■ Given request a
Report each line of the listing that contains the word "grass". Case counts.

■ Provided text
****

There is a better way, simply use ternary with digi {-1,0,1} instead of {0,1,2}. To write 2 in that system you write 1(-1).

Me looking real smart walking in an exam room knowing I can draw the chessboard on the test paper while my pockets are jingling with coins

This problem has existed ever since maths tests became Englsh comprehension tests.

23 Factors is right if you consider first is 365/365 or 1

This is the equivalent of a Mage book of arcane arts studies

i was looking for this exatly

would would we write positive numbers in ‘negative decimal’?

It’s easy just like for loop under for loop in cpp instead of checking 1st person with every other person only here we just repeat it with every other remaining person present in the room 🧐🫡

1:00 Somewhere between 7.021% and 44.5%, depending on interpretation. The first value is if the problems are independent and the given values are the probabilities of answering correctly; the second is if I assume that knowing a hard question means I know the easier ones and that if I don’t know the answer I guess. Other combinations of assumptions can give other values in between.

****

■ Supplied records
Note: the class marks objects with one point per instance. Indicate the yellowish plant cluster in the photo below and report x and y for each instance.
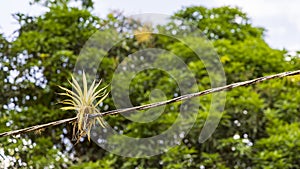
(84, 102)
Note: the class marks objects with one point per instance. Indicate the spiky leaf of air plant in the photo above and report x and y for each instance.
(83, 102)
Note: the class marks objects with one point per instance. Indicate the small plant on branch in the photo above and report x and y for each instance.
(84, 102)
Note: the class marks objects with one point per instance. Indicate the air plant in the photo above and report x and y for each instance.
(84, 102)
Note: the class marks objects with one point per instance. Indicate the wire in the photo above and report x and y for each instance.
(156, 104)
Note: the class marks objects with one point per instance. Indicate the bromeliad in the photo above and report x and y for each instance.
(84, 102)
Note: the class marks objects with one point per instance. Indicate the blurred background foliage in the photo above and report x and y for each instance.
(260, 126)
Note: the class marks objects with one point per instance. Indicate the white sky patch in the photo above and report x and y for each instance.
(280, 18)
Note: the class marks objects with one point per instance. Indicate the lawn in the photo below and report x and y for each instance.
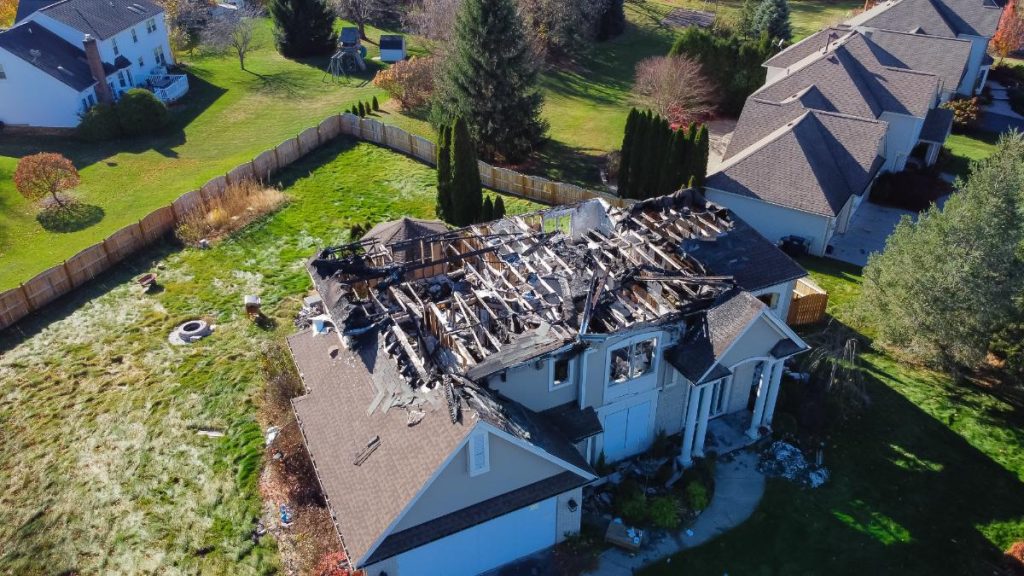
(930, 481)
(103, 471)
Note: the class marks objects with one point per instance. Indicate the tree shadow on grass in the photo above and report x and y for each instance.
(71, 217)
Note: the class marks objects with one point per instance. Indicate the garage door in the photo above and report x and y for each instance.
(484, 546)
(627, 432)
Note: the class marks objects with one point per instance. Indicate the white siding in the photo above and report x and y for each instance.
(775, 221)
(32, 97)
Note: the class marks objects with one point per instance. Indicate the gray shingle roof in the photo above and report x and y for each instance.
(336, 424)
(101, 18)
(49, 53)
(745, 255)
(851, 80)
(937, 125)
(812, 164)
(814, 43)
(935, 17)
(946, 57)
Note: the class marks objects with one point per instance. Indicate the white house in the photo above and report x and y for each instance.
(62, 58)
(476, 375)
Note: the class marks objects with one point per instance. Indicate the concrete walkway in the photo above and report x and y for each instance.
(738, 488)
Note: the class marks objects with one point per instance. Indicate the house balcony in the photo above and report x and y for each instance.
(168, 87)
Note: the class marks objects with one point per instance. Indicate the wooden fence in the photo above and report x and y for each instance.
(809, 302)
(76, 271)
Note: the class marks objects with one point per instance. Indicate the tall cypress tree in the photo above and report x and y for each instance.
(629, 140)
(467, 196)
(302, 28)
(443, 207)
(701, 150)
(489, 80)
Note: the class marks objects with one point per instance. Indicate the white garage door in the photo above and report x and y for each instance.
(484, 546)
(627, 432)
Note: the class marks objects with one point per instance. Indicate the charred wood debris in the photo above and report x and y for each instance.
(454, 309)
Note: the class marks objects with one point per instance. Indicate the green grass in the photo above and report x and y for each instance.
(929, 481)
(102, 469)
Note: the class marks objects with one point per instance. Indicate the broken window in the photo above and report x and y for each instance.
(632, 361)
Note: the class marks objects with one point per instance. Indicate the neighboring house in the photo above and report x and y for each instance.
(454, 417)
(65, 57)
(975, 21)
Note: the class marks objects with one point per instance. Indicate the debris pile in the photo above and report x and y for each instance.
(785, 460)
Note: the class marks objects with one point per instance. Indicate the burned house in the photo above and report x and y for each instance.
(475, 375)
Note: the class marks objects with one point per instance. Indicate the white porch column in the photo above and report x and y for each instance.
(776, 382)
(686, 457)
(702, 420)
(759, 404)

****

■ Given request b
Answer these questions about the comment thread above.
(i) Which digits does the first comment suggest using for ternary in place of {0,1,2}?
(ii) What range is given in the comment that begins "1:00"?
(iii) What must the first be taken as for "23 Factors" to be right?

■ Right answer a
Note: the class marks objects with one point per instance. Indicate the tree shadow on grass in the photo above and report x and y for each instance.
Note: the class marks objects with one point per instance. Indicate the green grass in the photo above and report x and y for each instance.

■ Right answer b
(i) {-1,0,1}
(ii) Somewhere between 7.021% and 44.5%, depending on interpretation.
(iii) 365/365, or 1.